**Extrait du document**:
--------------------

3. Par un jugement du 4 septembre 2013, un tribunal de grande instance a condamné M. [W] et la MAIF à payer à M. [X] diverses sommes. Ce jugement a été partiellement infirmé par un arrêt du 18 novembre 2016.
4. Le 16 décembre 2016, M. [X] a assigné son assureur, M. [W] et la MAIF devant un tribunal de commerce.
Examen des moyens
Sur le second moyen, ci-après annexé
5. En application de l'article 1014, alinéa 2, du code de procédure civile, il n'y a pas lieu de statuer par une décision spécialement motivée sur ce moyen qui n'est manifestement pas de nature à entraîner la cassation.
Mais sur le moyen relevé d'office
6. Après avis donné aux parties conformément à l'article 1015 du code de procédure civile, il est fait application de l'article 620, alinéa 2, du même code.

--------------------

**Entrées affichées**:
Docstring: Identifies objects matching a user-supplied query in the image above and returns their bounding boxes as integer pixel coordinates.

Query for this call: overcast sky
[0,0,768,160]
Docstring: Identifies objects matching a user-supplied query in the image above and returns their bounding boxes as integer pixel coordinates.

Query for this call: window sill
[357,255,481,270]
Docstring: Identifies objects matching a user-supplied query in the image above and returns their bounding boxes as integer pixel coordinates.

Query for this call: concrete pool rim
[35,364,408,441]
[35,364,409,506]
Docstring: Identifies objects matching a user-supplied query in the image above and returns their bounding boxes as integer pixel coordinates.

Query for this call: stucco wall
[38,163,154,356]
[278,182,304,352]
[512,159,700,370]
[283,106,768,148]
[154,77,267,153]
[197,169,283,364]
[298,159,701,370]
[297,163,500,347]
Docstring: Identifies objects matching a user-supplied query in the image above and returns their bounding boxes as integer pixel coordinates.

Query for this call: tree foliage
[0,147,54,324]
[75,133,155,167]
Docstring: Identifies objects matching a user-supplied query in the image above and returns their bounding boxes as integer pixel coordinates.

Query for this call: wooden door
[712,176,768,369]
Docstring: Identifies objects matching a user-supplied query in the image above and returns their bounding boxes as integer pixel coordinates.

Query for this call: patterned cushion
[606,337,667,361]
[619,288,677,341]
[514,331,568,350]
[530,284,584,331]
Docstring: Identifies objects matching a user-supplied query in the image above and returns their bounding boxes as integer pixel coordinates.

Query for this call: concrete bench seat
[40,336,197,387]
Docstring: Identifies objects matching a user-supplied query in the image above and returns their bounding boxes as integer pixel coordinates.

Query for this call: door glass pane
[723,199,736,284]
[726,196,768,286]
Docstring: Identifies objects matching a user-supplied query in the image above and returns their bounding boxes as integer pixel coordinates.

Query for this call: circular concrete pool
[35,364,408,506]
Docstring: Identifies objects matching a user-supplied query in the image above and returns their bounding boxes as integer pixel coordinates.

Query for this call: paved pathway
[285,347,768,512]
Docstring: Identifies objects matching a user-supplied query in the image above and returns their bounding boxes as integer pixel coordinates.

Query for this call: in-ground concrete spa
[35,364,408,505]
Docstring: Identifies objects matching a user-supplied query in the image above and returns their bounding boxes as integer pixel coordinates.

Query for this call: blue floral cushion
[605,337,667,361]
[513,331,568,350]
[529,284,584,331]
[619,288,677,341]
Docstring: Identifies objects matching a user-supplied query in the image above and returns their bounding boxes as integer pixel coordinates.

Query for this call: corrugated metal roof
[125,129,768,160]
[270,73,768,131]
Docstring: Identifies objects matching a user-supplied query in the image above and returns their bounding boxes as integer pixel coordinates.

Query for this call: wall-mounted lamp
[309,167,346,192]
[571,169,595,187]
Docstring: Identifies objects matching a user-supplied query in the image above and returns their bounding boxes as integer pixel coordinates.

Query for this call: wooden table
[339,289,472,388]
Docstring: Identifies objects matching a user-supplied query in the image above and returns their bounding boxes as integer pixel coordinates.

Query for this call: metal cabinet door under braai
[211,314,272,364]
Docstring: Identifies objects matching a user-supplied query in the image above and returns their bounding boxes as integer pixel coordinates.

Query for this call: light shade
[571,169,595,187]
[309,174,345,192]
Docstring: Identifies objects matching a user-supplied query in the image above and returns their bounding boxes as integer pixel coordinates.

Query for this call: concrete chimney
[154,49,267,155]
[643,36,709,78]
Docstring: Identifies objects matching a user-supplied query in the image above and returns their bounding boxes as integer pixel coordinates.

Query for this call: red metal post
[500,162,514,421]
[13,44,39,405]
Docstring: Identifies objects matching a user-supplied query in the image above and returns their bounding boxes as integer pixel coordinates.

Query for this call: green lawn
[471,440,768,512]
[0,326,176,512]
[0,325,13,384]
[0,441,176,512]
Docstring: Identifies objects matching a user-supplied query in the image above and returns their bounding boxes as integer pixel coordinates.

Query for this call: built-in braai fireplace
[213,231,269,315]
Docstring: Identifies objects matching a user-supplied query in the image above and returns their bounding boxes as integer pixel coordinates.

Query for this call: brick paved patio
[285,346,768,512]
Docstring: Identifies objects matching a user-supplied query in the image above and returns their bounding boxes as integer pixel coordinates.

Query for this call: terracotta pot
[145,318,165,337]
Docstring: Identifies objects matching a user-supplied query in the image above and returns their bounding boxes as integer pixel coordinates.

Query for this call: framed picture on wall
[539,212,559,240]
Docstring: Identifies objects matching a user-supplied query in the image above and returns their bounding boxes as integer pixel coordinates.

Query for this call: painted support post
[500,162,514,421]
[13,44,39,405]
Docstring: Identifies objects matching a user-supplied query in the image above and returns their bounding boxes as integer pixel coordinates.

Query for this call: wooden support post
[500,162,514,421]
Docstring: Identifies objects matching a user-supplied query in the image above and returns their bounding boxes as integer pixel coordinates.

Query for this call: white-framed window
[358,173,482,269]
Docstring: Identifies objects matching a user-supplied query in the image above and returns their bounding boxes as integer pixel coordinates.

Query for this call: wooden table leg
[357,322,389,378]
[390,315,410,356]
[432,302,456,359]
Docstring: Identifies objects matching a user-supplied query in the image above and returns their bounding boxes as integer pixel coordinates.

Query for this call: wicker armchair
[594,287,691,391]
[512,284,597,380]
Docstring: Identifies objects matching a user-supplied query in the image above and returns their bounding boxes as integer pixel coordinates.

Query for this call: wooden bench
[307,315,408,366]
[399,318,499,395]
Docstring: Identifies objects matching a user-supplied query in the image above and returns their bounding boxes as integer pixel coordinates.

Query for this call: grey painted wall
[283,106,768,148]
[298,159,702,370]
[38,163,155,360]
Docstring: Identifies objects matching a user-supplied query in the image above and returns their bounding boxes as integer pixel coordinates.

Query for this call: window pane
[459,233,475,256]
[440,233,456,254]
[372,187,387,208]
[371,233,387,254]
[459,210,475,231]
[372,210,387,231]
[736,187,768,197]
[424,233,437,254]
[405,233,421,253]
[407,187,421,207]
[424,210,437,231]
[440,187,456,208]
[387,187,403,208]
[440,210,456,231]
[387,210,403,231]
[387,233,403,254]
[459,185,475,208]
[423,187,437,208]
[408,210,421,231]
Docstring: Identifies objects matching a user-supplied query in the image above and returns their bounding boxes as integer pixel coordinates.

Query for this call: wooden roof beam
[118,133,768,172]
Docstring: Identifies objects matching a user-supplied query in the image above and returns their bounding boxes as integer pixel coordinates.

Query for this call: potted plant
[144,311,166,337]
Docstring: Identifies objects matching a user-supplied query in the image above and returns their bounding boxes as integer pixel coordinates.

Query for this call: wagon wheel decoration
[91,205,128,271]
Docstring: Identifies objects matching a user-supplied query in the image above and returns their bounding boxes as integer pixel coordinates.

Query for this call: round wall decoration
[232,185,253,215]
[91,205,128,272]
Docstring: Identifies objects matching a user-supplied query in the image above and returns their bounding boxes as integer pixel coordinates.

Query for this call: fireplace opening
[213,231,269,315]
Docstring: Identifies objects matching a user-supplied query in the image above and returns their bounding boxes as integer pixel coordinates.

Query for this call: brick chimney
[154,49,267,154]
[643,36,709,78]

--------------------

Reprenez mot pour mot le passage de l'extrait de décision qui va de « 3. Par un jugement » jusqu'à « entraîner la cassation. » inclus. Les lignes n'ont aucun lien avec l'extrait de décision.

3. Par un jugement du 4 septembre 2013, un tribunal de grande instance a condamné M. [W] et la MAIF à payer à M. [X] diverses sommes. Ce jugement a été partiellement infirmé par un arrêt du 18 novembre 2016.
4. Le 16 décembre 2016, M. [X] a assigné son assureur, M. [W] et la MAIF devant un tribunal de commerce.
Examen des moyens
Sur le second moyen, ci-après annexé
5. En application de l'article 1014, alinéa 2, du code de procédure civile, il n'y a pas lieu de statuer par une décision spécialement motivée sur ce moyen qui n'est manifestement pas de nature à entraîner la cassation.